_Assignment_.
Reproduce the records below exactly as given.

_Data records_.
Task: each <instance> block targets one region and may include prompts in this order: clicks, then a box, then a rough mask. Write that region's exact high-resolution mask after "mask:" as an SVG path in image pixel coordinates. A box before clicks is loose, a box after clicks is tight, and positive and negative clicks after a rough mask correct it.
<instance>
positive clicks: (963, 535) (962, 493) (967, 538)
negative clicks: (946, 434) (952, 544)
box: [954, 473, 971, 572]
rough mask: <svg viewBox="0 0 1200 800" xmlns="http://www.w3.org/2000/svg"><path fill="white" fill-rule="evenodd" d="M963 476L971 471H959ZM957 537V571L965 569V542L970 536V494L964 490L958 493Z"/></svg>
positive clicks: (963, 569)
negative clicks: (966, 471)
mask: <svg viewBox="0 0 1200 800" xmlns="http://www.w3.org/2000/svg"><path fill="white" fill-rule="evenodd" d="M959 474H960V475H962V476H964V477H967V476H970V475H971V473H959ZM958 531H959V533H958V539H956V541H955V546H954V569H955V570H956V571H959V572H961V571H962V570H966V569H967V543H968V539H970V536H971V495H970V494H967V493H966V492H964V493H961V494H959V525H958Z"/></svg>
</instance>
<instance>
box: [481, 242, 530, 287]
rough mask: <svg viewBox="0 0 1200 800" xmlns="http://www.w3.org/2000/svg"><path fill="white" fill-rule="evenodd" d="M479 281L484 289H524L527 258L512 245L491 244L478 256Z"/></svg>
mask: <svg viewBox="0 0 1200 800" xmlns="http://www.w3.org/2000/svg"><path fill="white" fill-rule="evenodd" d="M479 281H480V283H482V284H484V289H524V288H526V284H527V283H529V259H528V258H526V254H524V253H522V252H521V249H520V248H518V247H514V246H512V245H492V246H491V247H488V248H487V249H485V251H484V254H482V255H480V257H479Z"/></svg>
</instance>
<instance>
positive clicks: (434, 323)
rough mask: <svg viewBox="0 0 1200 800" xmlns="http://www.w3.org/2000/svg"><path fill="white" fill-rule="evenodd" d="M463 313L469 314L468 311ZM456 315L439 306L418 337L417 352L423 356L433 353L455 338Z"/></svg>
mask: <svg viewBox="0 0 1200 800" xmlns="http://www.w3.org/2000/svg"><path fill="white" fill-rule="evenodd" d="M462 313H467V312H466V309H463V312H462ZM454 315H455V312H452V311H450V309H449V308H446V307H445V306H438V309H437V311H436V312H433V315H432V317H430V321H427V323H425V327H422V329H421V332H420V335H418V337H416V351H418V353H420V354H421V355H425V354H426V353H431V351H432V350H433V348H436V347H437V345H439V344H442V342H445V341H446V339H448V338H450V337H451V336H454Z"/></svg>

_Answer to this problem_.
Task: each <instance> block targets one region and may include prompts in this order: clicks, then a box, then a rough mask. Write that region's exact high-resolution mask after "mask:" as an SVG path in image pixel coordinates. A box before clicks is loose, a box after clicks is tight, and positive and negative clicks after a rough mask correct it.
<instance>
positive clicks: (963, 535) (962, 493) (967, 538)
negative clicks: (946, 434) (952, 544)
box: [954, 473, 971, 572]
rough mask: <svg viewBox="0 0 1200 800" xmlns="http://www.w3.org/2000/svg"><path fill="white" fill-rule="evenodd" d="M963 476L971 471H959ZM957 537V571L965 569V542L970 536V494L964 490L958 493Z"/></svg>
positive clicks: (963, 569)
negative clicks: (966, 471)
mask: <svg viewBox="0 0 1200 800" xmlns="http://www.w3.org/2000/svg"><path fill="white" fill-rule="evenodd" d="M959 474H960V475H962V476H964V477H967V476H970V475H971V473H959ZM958 531H959V533H958V539H956V541H955V546H954V569H955V570H956V571H959V572H961V571H962V570H966V569H967V543H968V539H970V536H971V495H970V494H967V493H966V492H964V493H961V494H959V525H958Z"/></svg>
</instance>
<instance>
box: [481, 242, 530, 287]
rough mask: <svg viewBox="0 0 1200 800" xmlns="http://www.w3.org/2000/svg"><path fill="white" fill-rule="evenodd" d="M479 281L484 289H524L527 258L512 245L491 244L478 256Z"/></svg>
mask: <svg viewBox="0 0 1200 800" xmlns="http://www.w3.org/2000/svg"><path fill="white" fill-rule="evenodd" d="M479 281H480V283H482V284H484V289H524V288H526V284H527V283H529V259H528V258H526V254H524V253H522V252H521V249H520V248H518V247H514V246H512V245H492V246H491V247H488V248H487V249H485V251H484V254H482V255H480V257H479Z"/></svg>
</instance>
<instance>
positive clicks: (434, 323)
rough mask: <svg viewBox="0 0 1200 800" xmlns="http://www.w3.org/2000/svg"><path fill="white" fill-rule="evenodd" d="M463 313L469 314L468 311ZM456 315L439 306L418 337L417 352L423 356L433 353L455 338Z"/></svg>
mask: <svg viewBox="0 0 1200 800" xmlns="http://www.w3.org/2000/svg"><path fill="white" fill-rule="evenodd" d="M462 313H467V312H466V309H463V312H462ZM454 315H455V312H452V311H450V309H449V308H446V307H445V306H438V309H437V311H436V312H433V315H432V317H430V321H427V323H425V327H422V329H421V332H420V335H418V337H416V351H418V353H420V354H421V355H425V354H426V353H431V351H432V350H433V348H436V347H437V345H439V344H442V342H445V341H446V339H448V338H450V337H451V336H454Z"/></svg>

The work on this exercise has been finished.